▸ **Your task**
Take the material below and write it all out again exactly.
— Start of The input —
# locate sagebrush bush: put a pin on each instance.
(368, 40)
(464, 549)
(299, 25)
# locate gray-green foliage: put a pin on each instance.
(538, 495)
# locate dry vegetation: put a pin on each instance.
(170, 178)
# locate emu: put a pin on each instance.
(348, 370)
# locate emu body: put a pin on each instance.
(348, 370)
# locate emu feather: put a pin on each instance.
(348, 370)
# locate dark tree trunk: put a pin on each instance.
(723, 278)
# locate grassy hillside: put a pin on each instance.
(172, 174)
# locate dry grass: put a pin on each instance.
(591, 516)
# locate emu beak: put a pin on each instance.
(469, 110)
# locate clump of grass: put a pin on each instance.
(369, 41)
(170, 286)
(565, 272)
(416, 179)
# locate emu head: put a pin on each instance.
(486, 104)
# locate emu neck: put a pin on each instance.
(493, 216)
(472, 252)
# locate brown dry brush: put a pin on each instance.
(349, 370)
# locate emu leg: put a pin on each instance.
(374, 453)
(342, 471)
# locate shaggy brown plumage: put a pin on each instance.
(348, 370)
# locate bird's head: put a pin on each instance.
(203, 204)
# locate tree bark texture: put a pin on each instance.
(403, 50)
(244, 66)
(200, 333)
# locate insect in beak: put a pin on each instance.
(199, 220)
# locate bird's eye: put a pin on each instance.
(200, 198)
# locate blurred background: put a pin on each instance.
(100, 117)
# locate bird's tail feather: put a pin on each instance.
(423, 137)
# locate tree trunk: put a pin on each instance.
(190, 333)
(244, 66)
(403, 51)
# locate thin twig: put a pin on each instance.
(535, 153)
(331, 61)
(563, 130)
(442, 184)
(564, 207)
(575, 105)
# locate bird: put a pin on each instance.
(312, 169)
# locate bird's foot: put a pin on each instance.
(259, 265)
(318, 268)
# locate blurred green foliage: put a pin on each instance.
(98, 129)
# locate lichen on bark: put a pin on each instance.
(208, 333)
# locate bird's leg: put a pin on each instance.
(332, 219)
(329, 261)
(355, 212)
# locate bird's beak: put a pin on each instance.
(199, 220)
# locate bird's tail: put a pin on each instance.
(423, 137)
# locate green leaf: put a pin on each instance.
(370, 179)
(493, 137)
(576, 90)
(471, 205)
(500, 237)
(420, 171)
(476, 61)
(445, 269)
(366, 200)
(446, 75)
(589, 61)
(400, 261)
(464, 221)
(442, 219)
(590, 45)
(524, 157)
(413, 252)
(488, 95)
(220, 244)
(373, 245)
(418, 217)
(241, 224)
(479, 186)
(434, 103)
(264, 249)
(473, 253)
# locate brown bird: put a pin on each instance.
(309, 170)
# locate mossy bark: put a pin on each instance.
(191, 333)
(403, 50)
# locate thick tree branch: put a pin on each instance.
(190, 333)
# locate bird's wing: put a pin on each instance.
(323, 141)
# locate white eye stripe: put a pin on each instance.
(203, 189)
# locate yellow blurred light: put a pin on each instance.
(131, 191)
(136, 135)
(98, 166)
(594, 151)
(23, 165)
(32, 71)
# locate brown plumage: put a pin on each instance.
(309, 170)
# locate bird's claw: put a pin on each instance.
— End of The input —
▸ **Answer to the task**
# locate sagebrush bush: put a pin on each instance.
(368, 40)
(464, 549)
(299, 25)
# locate gray-green foliage: put a pin on each instance.
(538, 495)
# locate dry vegetation: put a pin on each instance.
(170, 178)
# locate emu: put a pin on each instance.
(348, 370)
# locate emu body: put a pin on each instance.
(348, 370)
# locate emu feather: put a pin on each instance.
(348, 370)
# locate dark tree trunk: put a pin on each instance.
(723, 278)
# locate grassy hillside: put a pin on each instance.
(172, 174)
# locate dry grass: put a pin on each instance.
(591, 516)
# locate emu beak: put a pin on each instance.
(469, 110)
# locate clump of grass: put a pin on each instance.
(369, 41)
(170, 286)
(565, 272)
(416, 179)
# locate emu head: put a pin on each instance.
(486, 104)
# locate emu neck: put a pin on each instance.
(493, 216)
(472, 252)
# locate brown dry brush: put a pin on each instance.
(349, 370)
# locate emu leg: put a pin on each instance.
(374, 453)
(342, 471)
# locate shaggy brown plumage: put a pin on each instance.
(348, 370)
# locate bird's head: put a pin on each instance.
(203, 204)
# locate tree bark texture: put a pin on each instance.
(403, 50)
(244, 66)
(200, 333)
# locate insect in beak: put a pin on each instance.
(199, 220)
# locate bird's eye: put a pin on each instance.
(200, 198)
# locate blurred background: put a pin on each instance.
(100, 117)
# locate bird's tail feather: put a pin on each instance.
(423, 137)
# locate tree trunk: put a pin on each instance.
(190, 333)
(244, 66)
(403, 51)
# locate thin twig: put a pin on each instance.
(535, 153)
(331, 61)
(563, 130)
(442, 184)
(564, 207)
(575, 105)
# locate bird: put a pin on each instance.
(312, 169)
# locate bird's foot: put a pin on each instance.
(259, 265)
(318, 268)
# locate blurred green foliage: put a pin on each instance.
(98, 129)
# locate lichen on bark: put a pin on each instance.
(208, 333)
# locate bird's leg: put a pin on each instance.
(332, 219)
(329, 261)
(355, 212)
# locate bird's beak: put a pin on each instance.
(199, 220)
# locate bird's tail: put a pin on each instance.
(423, 137)
# locate green leaf: put a pin on each instance.
(370, 179)
(493, 137)
(576, 90)
(471, 205)
(500, 237)
(420, 171)
(476, 61)
(445, 269)
(366, 200)
(446, 75)
(589, 61)
(400, 261)
(464, 221)
(442, 219)
(590, 45)
(524, 157)
(413, 252)
(488, 95)
(220, 244)
(373, 245)
(418, 217)
(241, 224)
(479, 186)
(434, 103)
(264, 249)
(473, 253)
# locate brown bird: put a pin on each instance.
(309, 170)
# locate mossy bark: put a pin on each instance.
(191, 333)
(403, 50)
# locate thick tree branch: put a pin on each instance.
(190, 333)
# locate bird's wing: put a pin on each instance.
(323, 141)
# locate white eye stripe: put a pin on each instance.
(203, 189)
# locate yellow blurred light: put a pin on each instance.
(131, 191)
(136, 135)
(98, 166)
(594, 151)
(23, 165)
(32, 71)
# locate brown plumage: put a pin on each instance.
(309, 170)
# locate bird's claw: put a pin on each instance.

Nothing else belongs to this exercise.